**TEXT SEGMENT**

RAE’S READS

  • This 2016 bestseller ties for second place on my list of ” Favorite Books Published in 2016″ (ties with The Swans of Fifth Avenue), after Gentleman in Moscow (reviewed in an earlier post), which still claims first place.  It was so good that I made time to read it and finished in two days.  The book begins in California and is also set in the Commonwealth of Virginia, the states where I was born and raised in, respectively.  Maybe it was because of this “personal connection”, or more likely the denseness of characters and plot  that I became hooked by the end of the first few chapters.

    We meet Beverly and “Fix” as the novel opens with the “…dissolution of their marriage and the joining of two families.” This connecting of families through marriage and caused by divorce creates a “tribe” of children, four girls, two boys, the Cousinses and the Keatings, and the book carries these characters through the next fifty years. There is much intertwining of plot and relationships, and this intrigues the reader as he/she progresses through the novel. All of the characters are memorable; I couldn’t choose a favorite because the author makes me feel attached to and care about every one of them.

    Perhaps I enjoyed Commonwealth so much because I am especially fond of character-driven novels, but I suspect the main reason was because of Patchett’s great writing abilities.  I highly recommend this novel.

  • Open what you’re reading now, pick a random couple of sentences and post them (scroll way down until you see the words “Leave a Reply” and enter your sentences, title and author in the box) as your Tuesday Teaser to tempt us to add your book to our TBR list. Here’s mine from The Bone People, truly a classic by Keri Hulme, the 1985 winner of the Booker Prize:

    A father holding his son in his arms says, “You are still too thin, but you”ve always been slight ..and it’s been better since Kerewin (the female protagonist) arrived. Well, not so much arrived as you discovered her…I wonder what she really thinks of us.”

    This is one of the strangest books I’ve ever read–both horrible and beautiful at the same time.  I am only on page 172 out of 437 pages, but I am anticipating the ending with awe and almost fear.  It is a strong book dealing with a strong issue and peopled by strong characters.  Anything could happen.

**GIVEN EXERCISE**
Repeat the part of the book blog post that opens with the words containing "RAE’S READS" and closes with "first few chapters.".

[Object point labels]
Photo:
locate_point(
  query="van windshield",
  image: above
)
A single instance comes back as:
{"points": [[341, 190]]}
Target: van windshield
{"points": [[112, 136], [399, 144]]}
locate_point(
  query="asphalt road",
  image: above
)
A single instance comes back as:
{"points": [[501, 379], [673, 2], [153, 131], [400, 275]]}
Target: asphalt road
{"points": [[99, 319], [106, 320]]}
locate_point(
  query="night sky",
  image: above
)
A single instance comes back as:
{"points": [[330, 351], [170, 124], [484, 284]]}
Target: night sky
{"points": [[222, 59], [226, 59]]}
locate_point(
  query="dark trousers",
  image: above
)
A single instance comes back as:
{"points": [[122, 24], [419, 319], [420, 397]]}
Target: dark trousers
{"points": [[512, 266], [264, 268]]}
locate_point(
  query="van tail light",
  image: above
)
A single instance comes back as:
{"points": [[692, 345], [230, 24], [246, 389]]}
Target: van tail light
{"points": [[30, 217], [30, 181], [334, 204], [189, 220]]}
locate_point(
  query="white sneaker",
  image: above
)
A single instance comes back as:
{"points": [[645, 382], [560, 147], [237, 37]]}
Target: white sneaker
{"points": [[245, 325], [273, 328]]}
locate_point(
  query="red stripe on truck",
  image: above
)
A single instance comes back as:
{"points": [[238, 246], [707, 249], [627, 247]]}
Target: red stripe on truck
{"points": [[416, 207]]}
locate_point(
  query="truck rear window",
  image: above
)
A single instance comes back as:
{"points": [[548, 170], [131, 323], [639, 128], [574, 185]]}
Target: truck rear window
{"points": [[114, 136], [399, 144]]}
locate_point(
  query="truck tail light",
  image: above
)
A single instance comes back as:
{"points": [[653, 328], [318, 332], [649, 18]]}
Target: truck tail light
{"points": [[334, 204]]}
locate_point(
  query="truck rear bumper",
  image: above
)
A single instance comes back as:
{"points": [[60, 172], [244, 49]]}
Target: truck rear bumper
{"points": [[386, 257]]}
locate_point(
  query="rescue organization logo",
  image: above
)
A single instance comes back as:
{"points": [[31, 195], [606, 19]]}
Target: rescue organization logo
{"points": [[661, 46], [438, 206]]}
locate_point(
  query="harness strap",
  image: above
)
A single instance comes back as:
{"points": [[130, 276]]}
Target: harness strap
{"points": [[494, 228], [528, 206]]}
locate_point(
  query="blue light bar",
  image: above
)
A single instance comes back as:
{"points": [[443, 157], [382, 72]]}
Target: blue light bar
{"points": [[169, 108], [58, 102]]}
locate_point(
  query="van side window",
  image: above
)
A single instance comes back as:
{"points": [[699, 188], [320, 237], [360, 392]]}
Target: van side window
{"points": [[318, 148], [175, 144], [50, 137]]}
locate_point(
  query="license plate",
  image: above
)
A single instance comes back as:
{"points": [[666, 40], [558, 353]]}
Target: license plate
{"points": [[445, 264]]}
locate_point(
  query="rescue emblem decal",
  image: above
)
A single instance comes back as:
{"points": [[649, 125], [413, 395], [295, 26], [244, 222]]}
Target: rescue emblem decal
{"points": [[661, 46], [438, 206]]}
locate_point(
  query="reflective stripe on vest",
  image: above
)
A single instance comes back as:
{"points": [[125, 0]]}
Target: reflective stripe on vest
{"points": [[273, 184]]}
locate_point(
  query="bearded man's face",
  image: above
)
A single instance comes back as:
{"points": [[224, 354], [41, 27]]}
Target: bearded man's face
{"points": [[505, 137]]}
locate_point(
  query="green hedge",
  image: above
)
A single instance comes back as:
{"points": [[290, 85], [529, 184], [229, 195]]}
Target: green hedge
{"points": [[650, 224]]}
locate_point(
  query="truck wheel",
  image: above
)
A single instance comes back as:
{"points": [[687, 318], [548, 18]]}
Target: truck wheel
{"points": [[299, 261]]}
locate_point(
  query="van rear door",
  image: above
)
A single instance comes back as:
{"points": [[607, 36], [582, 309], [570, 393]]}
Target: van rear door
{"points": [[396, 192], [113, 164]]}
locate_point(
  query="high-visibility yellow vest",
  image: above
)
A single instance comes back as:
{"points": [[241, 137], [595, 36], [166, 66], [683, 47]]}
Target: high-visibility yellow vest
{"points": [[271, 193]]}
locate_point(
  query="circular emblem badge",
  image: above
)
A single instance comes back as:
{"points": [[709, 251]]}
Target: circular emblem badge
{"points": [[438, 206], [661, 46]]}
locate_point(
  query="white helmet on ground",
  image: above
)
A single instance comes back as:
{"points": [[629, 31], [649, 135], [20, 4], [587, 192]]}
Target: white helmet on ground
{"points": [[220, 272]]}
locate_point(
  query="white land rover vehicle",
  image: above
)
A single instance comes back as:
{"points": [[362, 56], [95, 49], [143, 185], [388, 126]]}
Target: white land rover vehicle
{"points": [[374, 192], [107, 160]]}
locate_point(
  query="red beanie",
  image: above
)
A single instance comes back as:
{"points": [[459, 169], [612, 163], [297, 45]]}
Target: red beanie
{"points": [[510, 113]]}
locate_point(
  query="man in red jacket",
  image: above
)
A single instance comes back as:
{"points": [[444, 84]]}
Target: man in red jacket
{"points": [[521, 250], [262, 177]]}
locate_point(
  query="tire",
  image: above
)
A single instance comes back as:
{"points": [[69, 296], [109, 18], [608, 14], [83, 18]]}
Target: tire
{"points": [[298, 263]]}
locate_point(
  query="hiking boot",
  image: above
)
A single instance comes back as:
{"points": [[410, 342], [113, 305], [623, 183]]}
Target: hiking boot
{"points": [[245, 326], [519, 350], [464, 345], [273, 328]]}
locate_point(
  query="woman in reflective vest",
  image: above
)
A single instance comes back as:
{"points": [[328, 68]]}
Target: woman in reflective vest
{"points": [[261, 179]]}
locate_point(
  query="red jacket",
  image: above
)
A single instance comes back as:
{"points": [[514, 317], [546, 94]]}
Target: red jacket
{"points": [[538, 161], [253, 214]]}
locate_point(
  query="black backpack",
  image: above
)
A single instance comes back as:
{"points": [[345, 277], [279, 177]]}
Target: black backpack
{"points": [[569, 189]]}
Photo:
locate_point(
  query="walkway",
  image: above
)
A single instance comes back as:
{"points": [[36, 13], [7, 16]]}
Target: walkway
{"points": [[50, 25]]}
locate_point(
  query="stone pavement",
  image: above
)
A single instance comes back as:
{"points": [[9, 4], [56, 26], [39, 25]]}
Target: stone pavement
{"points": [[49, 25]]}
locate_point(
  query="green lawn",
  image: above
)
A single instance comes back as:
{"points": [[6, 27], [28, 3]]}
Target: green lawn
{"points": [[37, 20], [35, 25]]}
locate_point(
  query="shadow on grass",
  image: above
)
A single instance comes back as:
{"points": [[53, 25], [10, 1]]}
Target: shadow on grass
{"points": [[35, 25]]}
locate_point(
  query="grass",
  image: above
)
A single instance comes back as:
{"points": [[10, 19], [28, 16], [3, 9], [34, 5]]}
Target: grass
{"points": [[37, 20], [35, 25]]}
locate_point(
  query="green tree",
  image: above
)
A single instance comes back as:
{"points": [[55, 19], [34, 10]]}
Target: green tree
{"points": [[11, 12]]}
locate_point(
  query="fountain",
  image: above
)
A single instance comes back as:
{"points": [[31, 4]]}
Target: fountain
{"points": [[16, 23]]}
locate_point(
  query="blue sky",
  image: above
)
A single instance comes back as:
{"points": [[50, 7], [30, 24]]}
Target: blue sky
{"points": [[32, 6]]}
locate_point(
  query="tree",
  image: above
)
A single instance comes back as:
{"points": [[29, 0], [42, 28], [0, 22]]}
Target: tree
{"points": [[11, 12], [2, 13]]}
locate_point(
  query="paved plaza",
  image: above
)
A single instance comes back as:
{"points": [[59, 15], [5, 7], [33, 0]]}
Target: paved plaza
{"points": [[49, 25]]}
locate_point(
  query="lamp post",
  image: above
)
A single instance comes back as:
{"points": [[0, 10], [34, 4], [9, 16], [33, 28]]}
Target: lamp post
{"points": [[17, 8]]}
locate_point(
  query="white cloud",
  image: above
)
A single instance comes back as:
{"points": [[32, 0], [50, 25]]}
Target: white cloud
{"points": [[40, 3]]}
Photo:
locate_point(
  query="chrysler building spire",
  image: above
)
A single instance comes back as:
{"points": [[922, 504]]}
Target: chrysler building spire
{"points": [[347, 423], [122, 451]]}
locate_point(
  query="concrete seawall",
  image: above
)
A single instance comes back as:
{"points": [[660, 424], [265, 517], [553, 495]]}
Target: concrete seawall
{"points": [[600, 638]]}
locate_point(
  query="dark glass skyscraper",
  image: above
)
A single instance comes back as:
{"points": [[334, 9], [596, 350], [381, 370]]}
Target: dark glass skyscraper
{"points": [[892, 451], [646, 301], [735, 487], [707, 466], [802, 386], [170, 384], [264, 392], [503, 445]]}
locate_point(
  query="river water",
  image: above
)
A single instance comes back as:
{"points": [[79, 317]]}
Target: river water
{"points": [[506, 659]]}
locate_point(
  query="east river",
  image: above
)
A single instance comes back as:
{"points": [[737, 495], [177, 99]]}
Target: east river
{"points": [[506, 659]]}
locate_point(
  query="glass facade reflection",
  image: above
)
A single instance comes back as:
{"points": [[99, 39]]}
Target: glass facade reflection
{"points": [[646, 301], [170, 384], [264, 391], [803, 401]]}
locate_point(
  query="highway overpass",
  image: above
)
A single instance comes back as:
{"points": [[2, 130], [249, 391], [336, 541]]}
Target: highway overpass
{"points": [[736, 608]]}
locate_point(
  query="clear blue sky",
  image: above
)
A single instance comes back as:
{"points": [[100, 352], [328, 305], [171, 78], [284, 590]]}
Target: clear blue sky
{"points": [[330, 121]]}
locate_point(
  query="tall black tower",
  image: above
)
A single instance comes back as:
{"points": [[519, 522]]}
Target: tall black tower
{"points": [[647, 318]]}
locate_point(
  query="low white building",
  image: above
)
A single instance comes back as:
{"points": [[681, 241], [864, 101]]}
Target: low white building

**COMPLETED TASK**
RAE’S READS

  • This 2016 bestseller ties for second place on my list of ” Favorite Books Published in 2016″ (ties with The Swans of Fifth Avenue), after Gentleman in Moscow (reviewed in an earlier post), which still claims first place.  It was so good that I made time to read it and finished in two days.  The book begins in California and is also set in the Commonwealth of Virginia, the states where I was born and raised in, respectively.  Maybe it was because of this “personal connection”, or more likely the denseness of characters and plot  that I became hooked by the end of the first few chapters.